MATERIAL PROVIDED:
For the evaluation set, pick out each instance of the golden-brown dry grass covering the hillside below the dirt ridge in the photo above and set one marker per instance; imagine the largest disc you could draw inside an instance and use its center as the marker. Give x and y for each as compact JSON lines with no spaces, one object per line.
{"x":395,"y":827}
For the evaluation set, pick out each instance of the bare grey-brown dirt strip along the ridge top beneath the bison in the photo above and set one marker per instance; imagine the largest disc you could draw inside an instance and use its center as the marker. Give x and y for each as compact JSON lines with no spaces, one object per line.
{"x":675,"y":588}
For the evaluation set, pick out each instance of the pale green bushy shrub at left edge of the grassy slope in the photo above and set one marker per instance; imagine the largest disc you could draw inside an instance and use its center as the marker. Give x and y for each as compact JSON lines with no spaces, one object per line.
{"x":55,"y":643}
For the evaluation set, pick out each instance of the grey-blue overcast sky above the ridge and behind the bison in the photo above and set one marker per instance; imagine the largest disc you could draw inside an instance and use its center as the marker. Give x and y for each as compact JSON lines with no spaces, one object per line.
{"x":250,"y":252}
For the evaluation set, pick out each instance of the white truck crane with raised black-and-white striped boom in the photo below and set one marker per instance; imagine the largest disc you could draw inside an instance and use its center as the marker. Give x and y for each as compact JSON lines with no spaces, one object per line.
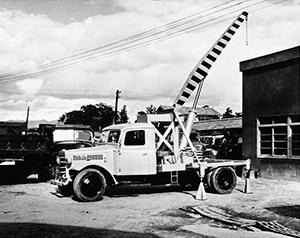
{"x":150,"y":150}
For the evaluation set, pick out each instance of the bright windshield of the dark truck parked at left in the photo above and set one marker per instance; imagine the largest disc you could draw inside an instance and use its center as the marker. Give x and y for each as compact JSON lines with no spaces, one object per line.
{"x":72,"y":134}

PROBLEM DETAILS: Would you print the material exactly once more, without any of its pictures?

SOLVED PROBLEM:
For the evaluation set, pick out each instance of the golden-brown dry grass covering the hillside below the dirt ridge in the photo above and set one marker per instance; imagine the largest disc you could draw inside an instance and use its center as the marker. Give x and y for each as compact JSON lines with no spaces, one object per line.
{"x":395,"y":827}
For the evaluation set, pick out each instance of the bare grey-brown dirt strip along the ridge top beneath the bison in the photo above and set one marker per instance; imagine the largest disc you could draw inside an instance and use its center as the marker. Give x and y for each as compact JSON lines with no spaces, one object per line.
{"x":675,"y":588}
For the evaluation set, pick out each instance of the pale green bushy shrub at left edge of the grassy slope in the photo above and set one marker per instance; imagine the largest disc you could draw inside an instance and use its center as the marker. Give x and y for each as compact JSON lines with no spaces, one object per line.
{"x":55,"y":643}
For the evaluation set, pick out each instance of the grey-blue overcast sky above the ridge and behind the bison in the photo above and set one marker per instance; imagine the largest disc you could draw inside an instance and use its center as the marker. Give x and y for each as compact JSON lines with no spaces, one object per line.
{"x":250,"y":252}
For the evaluation set, pick out each instance of the white truck crane with raised black-and-white striped boom in the photo below and set one marker per instance; imagine the largest disc you could draw inside an instance and use its center as the marker. Give x and y for each as compact JSON lines with no spaces, one object per line.
{"x":150,"y":150}
For the evaluation set, pick out each instance of the bright windshield of the dark truck parked at left in the photo above and set one marker per instance; imagine the largest disc you could draw inside an instance and use its center as the marker. Give x and y for each as compact JSON lines with no spaces, one object per line.
{"x":72,"y":134}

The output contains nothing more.